-- Goal of the exercise --
From the line below containing "One point per instance, written like point(138, 54)" to the final line, print each line exactly as written. No pictures belong in the copy.

================

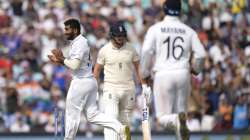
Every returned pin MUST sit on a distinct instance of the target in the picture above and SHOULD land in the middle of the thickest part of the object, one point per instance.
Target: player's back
(173, 41)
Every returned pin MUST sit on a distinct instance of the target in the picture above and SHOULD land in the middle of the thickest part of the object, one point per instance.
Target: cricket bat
(146, 131)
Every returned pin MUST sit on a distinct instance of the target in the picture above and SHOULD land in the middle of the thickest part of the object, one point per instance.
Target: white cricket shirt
(172, 42)
(118, 65)
(79, 49)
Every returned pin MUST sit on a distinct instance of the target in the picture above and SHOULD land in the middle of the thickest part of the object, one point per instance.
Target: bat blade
(146, 131)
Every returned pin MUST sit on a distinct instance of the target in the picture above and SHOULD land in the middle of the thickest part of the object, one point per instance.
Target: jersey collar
(76, 38)
(114, 48)
(167, 18)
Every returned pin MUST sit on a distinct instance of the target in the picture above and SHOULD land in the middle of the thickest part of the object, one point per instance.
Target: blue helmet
(117, 29)
(172, 7)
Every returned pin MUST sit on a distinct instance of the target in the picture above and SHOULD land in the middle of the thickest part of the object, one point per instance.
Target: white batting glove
(146, 91)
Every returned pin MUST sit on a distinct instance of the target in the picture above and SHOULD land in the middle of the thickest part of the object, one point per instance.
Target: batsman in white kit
(119, 60)
(172, 43)
(82, 92)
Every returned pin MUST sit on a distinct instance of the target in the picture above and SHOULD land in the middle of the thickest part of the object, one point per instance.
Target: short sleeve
(101, 56)
(197, 47)
(135, 55)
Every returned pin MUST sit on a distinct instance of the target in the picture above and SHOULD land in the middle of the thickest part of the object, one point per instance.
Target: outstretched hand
(146, 91)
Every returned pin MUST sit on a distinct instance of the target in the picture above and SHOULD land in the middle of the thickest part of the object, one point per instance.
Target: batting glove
(146, 91)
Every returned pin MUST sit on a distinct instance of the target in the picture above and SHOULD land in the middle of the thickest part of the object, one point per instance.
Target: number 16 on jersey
(146, 132)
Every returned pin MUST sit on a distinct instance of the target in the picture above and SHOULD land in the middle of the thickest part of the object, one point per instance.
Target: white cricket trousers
(119, 104)
(82, 97)
(171, 92)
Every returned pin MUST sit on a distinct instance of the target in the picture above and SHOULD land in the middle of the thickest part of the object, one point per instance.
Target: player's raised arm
(147, 53)
(199, 55)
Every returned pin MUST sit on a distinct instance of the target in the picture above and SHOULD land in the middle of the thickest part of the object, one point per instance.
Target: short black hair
(117, 29)
(73, 23)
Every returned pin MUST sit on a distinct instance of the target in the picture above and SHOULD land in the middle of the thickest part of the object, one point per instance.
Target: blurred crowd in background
(31, 87)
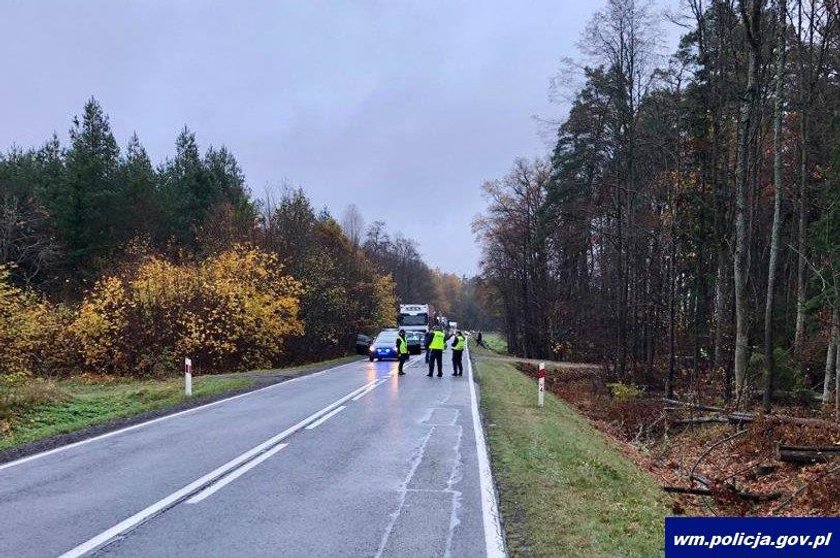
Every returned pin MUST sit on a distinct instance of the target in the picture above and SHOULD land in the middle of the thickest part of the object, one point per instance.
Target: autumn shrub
(231, 311)
(624, 392)
(33, 334)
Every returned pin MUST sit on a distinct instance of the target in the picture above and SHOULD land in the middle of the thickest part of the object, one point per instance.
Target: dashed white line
(162, 505)
(326, 417)
(59, 449)
(218, 485)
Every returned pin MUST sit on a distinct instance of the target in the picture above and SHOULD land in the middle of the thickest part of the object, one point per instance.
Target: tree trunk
(721, 315)
(831, 356)
(741, 240)
(801, 291)
(778, 110)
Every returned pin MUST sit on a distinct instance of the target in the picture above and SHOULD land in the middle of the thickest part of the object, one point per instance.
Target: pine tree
(84, 204)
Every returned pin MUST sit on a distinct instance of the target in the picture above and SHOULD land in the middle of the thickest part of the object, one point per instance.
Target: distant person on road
(427, 339)
(437, 345)
(458, 346)
(402, 351)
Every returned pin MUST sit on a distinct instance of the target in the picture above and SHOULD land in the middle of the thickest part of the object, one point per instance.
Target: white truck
(415, 317)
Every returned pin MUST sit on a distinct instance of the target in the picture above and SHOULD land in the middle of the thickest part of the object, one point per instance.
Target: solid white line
(177, 496)
(363, 394)
(494, 541)
(325, 418)
(218, 485)
(33, 457)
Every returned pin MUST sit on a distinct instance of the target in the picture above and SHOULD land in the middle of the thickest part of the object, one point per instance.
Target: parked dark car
(362, 344)
(416, 342)
(384, 346)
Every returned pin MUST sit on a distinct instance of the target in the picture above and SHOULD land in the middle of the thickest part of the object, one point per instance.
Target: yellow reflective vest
(460, 343)
(402, 346)
(438, 341)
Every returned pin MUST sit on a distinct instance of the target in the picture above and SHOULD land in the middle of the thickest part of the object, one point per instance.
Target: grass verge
(43, 409)
(565, 490)
(79, 405)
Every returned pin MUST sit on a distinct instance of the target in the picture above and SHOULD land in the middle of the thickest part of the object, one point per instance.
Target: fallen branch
(808, 454)
(712, 447)
(684, 490)
(674, 404)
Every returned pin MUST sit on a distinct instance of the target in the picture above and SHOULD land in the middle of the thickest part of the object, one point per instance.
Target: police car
(384, 346)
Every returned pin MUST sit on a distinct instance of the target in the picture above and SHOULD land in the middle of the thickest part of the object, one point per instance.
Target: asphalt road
(352, 461)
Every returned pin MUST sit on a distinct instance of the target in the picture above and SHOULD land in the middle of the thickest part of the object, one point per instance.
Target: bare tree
(353, 224)
(778, 112)
(751, 12)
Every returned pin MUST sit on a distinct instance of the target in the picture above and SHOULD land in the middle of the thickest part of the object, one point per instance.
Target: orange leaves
(230, 311)
(32, 332)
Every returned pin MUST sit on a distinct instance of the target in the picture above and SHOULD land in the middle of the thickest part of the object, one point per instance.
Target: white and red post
(188, 377)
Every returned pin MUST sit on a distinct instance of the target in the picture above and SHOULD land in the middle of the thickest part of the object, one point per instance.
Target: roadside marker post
(188, 377)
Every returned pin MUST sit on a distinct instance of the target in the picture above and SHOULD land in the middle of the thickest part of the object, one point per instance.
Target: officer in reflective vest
(402, 351)
(458, 346)
(436, 347)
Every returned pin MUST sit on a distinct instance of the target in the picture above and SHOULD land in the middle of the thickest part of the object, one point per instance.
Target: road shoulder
(248, 382)
(564, 488)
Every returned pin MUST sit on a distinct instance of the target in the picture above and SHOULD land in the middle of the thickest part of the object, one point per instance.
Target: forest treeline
(688, 217)
(110, 263)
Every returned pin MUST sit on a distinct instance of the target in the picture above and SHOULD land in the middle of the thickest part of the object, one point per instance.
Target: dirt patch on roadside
(736, 465)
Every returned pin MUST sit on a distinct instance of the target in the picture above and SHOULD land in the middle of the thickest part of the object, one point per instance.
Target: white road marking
(218, 485)
(27, 459)
(494, 541)
(325, 418)
(179, 495)
(373, 387)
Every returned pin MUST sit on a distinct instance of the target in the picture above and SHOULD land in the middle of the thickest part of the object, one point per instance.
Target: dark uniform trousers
(458, 362)
(436, 355)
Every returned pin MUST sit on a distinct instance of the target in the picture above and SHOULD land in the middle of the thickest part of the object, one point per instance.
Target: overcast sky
(403, 108)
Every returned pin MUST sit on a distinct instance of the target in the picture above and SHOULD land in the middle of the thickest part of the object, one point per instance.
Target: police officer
(458, 345)
(427, 340)
(402, 351)
(437, 345)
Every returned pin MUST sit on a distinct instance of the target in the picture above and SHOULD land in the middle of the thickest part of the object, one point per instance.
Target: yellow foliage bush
(229, 312)
(33, 334)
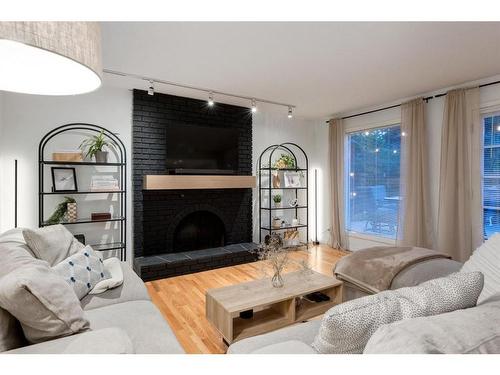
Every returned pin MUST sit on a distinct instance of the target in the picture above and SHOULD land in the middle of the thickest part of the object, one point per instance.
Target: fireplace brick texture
(157, 212)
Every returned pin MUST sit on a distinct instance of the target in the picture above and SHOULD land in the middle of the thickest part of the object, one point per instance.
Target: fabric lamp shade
(50, 58)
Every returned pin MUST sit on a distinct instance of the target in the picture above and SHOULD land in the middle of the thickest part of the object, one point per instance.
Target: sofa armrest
(102, 341)
(273, 342)
(424, 271)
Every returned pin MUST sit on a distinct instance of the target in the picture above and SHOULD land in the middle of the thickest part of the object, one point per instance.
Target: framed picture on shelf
(63, 180)
(292, 179)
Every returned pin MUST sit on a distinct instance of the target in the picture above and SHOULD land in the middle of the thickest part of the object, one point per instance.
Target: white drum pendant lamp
(50, 58)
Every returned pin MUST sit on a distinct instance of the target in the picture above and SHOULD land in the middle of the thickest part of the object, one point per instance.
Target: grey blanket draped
(374, 268)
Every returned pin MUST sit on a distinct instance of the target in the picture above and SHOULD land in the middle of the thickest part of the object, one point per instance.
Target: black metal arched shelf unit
(266, 211)
(121, 163)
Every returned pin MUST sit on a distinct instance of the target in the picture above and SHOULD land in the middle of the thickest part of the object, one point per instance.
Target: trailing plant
(61, 209)
(285, 162)
(94, 144)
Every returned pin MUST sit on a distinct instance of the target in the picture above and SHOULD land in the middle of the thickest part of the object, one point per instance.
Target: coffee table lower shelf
(271, 308)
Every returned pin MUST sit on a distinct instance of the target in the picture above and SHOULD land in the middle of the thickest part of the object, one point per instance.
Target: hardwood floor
(181, 299)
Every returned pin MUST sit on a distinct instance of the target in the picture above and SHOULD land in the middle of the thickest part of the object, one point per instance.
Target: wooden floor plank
(181, 299)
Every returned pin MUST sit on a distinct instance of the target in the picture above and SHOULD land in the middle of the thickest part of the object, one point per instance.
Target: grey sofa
(122, 320)
(475, 330)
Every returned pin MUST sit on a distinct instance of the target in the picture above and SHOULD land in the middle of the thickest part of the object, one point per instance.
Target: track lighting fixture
(151, 88)
(254, 106)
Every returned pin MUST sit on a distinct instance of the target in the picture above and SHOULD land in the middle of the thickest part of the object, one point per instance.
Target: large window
(372, 196)
(491, 174)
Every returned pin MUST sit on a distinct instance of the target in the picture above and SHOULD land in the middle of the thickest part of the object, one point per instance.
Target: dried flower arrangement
(276, 258)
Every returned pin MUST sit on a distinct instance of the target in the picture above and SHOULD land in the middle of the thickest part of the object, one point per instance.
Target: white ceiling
(322, 68)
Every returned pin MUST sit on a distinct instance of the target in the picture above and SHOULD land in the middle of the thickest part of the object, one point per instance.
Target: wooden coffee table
(272, 308)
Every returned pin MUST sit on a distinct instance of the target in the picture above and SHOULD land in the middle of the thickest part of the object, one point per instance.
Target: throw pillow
(43, 302)
(52, 244)
(82, 271)
(486, 259)
(469, 331)
(346, 328)
(111, 265)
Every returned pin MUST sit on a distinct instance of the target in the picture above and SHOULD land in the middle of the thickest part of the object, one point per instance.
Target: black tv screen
(201, 148)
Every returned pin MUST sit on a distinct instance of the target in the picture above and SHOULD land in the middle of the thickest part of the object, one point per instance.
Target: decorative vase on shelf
(276, 180)
(101, 156)
(276, 223)
(71, 214)
(277, 279)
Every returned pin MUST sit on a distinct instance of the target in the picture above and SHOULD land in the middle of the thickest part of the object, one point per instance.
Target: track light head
(151, 88)
(254, 106)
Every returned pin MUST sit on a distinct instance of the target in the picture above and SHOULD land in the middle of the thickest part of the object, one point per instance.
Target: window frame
(348, 130)
(488, 111)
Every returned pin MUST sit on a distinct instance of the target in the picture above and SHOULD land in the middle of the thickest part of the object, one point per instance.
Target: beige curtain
(460, 198)
(415, 225)
(336, 151)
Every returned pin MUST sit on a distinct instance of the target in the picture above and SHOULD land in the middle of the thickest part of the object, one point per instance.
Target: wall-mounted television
(195, 149)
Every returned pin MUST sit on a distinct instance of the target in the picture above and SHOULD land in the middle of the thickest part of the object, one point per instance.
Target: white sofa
(122, 320)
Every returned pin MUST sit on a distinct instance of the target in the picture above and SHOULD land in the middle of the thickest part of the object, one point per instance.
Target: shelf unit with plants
(98, 138)
(275, 161)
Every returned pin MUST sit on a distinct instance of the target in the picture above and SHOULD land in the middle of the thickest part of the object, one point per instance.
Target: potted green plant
(277, 200)
(285, 162)
(61, 209)
(95, 145)
(276, 224)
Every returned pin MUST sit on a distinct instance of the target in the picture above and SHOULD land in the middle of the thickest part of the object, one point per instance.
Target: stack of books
(104, 183)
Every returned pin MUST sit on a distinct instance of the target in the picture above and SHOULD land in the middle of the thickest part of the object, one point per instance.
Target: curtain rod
(398, 105)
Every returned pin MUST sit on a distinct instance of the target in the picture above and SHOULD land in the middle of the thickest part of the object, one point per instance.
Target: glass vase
(277, 280)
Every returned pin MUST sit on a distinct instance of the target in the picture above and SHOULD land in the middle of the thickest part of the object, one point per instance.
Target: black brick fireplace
(185, 231)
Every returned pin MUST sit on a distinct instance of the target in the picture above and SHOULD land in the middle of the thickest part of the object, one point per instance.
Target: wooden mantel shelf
(177, 182)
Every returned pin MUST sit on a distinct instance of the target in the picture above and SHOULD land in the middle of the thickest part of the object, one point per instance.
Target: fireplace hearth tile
(207, 253)
(175, 264)
(174, 257)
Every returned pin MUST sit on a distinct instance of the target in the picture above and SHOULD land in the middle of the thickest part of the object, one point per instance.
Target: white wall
(27, 118)
(1, 155)
(312, 135)
(490, 100)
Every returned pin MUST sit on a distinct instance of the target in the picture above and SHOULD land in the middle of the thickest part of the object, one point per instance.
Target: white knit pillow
(82, 271)
(346, 328)
(52, 244)
(486, 259)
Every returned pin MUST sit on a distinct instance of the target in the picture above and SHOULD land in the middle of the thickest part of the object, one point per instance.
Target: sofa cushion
(423, 271)
(132, 289)
(475, 330)
(142, 322)
(43, 302)
(486, 259)
(115, 279)
(82, 271)
(52, 244)
(286, 347)
(302, 332)
(14, 254)
(11, 334)
(102, 341)
(14, 238)
(346, 328)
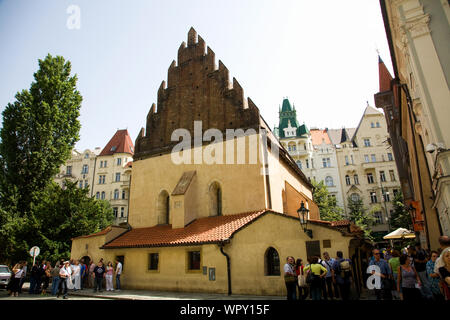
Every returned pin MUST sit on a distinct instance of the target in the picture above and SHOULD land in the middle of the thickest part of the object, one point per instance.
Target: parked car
(5, 275)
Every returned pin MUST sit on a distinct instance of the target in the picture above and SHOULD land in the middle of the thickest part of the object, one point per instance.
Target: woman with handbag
(408, 282)
(317, 273)
(302, 286)
(290, 278)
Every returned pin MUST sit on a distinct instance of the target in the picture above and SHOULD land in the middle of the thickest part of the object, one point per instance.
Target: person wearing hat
(64, 274)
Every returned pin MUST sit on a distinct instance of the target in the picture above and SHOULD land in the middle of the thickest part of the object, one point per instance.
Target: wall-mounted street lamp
(303, 216)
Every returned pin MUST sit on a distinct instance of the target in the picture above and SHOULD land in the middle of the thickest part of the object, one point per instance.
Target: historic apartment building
(416, 102)
(352, 162)
(201, 226)
(312, 150)
(106, 172)
(367, 166)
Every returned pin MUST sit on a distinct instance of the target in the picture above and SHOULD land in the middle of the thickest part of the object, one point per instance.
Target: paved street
(88, 294)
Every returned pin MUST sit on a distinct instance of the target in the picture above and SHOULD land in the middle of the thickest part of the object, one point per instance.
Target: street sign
(34, 252)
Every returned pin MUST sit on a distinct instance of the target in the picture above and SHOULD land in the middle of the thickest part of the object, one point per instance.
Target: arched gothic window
(215, 196)
(329, 181)
(163, 208)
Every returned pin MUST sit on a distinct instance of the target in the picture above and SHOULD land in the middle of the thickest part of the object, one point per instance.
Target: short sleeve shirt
(119, 268)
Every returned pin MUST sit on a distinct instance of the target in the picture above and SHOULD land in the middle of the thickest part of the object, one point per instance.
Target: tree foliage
(39, 130)
(400, 217)
(358, 215)
(328, 208)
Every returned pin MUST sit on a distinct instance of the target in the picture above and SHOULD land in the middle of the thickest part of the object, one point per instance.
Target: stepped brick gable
(196, 89)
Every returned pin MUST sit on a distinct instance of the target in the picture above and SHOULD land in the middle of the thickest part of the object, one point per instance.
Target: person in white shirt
(77, 275)
(118, 273)
(64, 276)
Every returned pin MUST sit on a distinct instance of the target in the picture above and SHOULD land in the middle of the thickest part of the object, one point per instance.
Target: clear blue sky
(320, 54)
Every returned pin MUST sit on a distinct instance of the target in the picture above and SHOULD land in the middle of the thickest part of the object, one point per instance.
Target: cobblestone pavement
(89, 294)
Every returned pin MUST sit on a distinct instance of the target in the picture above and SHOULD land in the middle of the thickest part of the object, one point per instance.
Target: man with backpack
(342, 274)
(328, 264)
(385, 274)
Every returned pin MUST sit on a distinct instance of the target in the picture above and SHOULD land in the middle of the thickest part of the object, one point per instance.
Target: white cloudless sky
(320, 54)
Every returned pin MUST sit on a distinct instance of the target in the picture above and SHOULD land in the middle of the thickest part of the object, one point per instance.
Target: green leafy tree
(39, 131)
(40, 128)
(65, 213)
(400, 217)
(358, 215)
(328, 208)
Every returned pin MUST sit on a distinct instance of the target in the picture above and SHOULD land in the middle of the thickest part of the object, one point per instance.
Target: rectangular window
(85, 169)
(378, 217)
(373, 197)
(153, 261)
(382, 176)
(194, 260)
(395, 192)
(392, 174)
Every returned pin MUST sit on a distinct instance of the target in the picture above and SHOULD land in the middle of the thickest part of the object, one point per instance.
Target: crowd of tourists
(410, 274)
(327, 278)
(63, 276)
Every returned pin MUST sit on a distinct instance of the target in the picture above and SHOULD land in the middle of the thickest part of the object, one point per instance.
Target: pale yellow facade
(244, 189)
(112, 182)
(247, 251)
(86, 168)
(80, 168)
(368, 168)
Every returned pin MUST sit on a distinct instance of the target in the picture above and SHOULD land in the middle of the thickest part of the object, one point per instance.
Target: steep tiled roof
(119, 143)
(100, 233)
(318, 135)
(202, 231)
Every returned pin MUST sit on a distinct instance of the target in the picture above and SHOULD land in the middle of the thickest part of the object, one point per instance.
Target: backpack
(345, 270)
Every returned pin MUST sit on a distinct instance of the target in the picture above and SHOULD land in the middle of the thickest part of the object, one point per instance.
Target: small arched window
(215, 196)
(272, 262)
(163, 207)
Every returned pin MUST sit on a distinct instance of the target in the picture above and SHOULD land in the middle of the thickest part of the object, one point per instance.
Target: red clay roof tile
(119, 143)
(203, 230)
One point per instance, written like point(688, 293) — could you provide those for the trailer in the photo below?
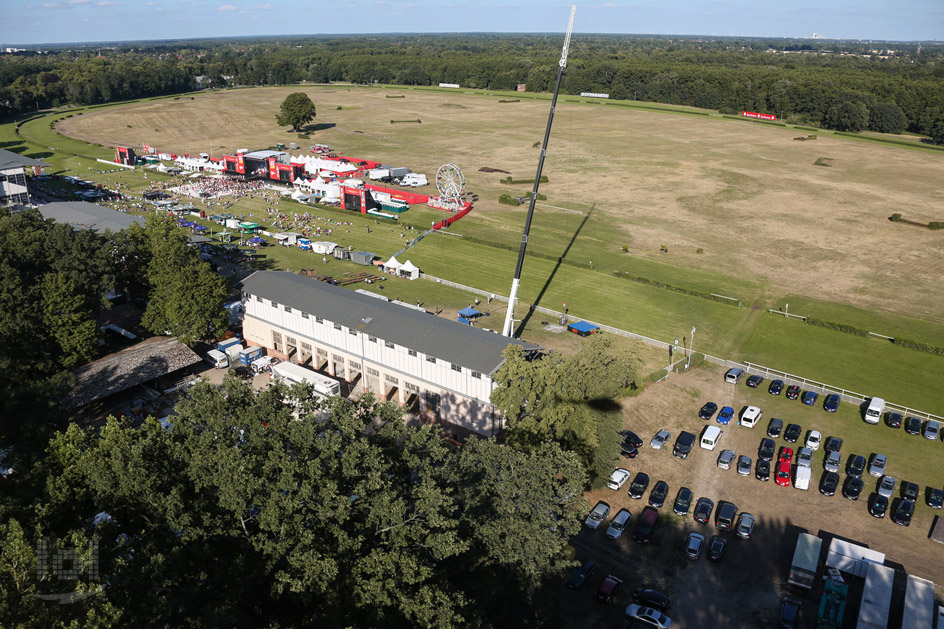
point(805, 563)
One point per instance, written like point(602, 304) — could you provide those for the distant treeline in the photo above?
point(847, 87)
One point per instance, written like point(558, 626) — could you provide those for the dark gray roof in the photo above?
point(132, 366)
point(9, 159)
point(451, 341)
point(85, 215)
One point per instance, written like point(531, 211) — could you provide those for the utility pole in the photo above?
point(507, 330)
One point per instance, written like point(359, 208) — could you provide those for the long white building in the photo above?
point(442, 369)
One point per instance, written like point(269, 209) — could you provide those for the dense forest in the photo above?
point(845, 86)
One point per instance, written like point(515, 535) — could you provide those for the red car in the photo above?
point(783, 473)
point(608, 588)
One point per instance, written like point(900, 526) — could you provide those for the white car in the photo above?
point(805, 457)
point(619, 524)
point(618, 478)
point(659, 440)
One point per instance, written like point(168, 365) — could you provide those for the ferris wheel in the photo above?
point(451, 184)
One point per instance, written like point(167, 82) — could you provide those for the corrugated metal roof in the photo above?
point(451, 341)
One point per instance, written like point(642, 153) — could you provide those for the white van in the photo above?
point(751, 416)
point(710, 437)
point(801, 480)
point(217, 358)
point(874, 412)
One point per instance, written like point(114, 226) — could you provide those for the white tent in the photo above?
point(409, 271)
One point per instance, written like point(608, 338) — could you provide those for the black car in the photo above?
point(762, 470)
point(703, 509)
point(683, 501)
point(852, 488)
point(639, 485)
point(716, 548)
point(708, 410)
point(909, 491)
point(856, 465)
point(935, 497)
point(833, 444)
point(792, 433)
point(658, 494)
point(652, 598)
point(913, 426)
point(766, 449)
point(828, 483)
point(580, 574)
point(903, 512)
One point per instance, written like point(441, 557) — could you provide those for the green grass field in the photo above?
point(483, 249)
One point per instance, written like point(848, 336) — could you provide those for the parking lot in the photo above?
point(745, 588)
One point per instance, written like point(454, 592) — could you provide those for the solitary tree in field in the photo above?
point(296, 110)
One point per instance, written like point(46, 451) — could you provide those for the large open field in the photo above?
point(773, 227)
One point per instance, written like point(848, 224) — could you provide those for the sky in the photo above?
point(60, 21)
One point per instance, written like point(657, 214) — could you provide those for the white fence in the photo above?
point(750, 368)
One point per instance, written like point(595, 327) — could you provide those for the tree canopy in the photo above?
point(296, 110)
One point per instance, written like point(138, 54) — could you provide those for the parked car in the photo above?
point(648, 616)
point(912, 425)
point(608, 588)
point(694, 544)
point(639, 485)
point(932, 430)
point(725, 459)
point(659, 493)
point(703, 509)
point(683, 501)
point(745, 527)
point(766, 450)
point(581, 573)
point(832, 461)
point(652, 598)
point(708, 410)
point(725, 515)
point(828, 483)
point(762, 470)
point(856, 465)
point(597, 515)
point(789, 613)
point(903, 512)
point(744, 465)
point(716, 548)
point(619, 524)
point(893, 420)
point(618, 478)
point(660, 439)
point(792, 433)
point(852, 488)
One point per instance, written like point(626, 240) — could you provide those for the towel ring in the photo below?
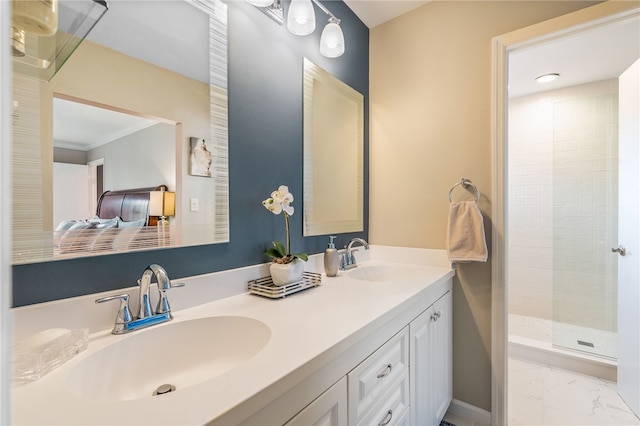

================

-- Reply --
One point per instance, written like point(138, 54) — could you provide those for the parked car in the photo above?
point(648, 616)
point(912, 425)
point(608, 588)
point(694, 544)
point(639, 485)
point(932, 430)
point(725, 459)
point(659, 493)
point(703, 509)
point(683, 501)
point(745, 527)
point(766, 450)
point(581, 573)
point(832, 461)
point(652, 598)
point(708, 410)
point(725, 515)
point(828, 483)
point(762, 470)
point(856, 465)
point(597, 515)
point(789, 613)
point(903, 512)
point(744, 465)
point(716, 548)
point(619, 524)
point(893, 420)
point(618, 478)
point(660, 439)
point(792, 433)
point(852, 488)
One point per instance, written like point(626, 240) — could you provide those for the towel ring in the photo below?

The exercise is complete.